DO THIS
Copy the records verbatim, starting at the line that contains "Mark every instance of the toilet" and continuing through the end of the records.

---- LISTED ENTRIES

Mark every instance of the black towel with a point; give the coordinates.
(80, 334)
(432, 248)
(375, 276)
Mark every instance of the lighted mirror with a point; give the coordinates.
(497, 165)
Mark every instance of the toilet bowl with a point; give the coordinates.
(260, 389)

--------

EXERCISE RESULT
Mark every instance of the toilet bowl with a point; give the coordinates.
(260, 389)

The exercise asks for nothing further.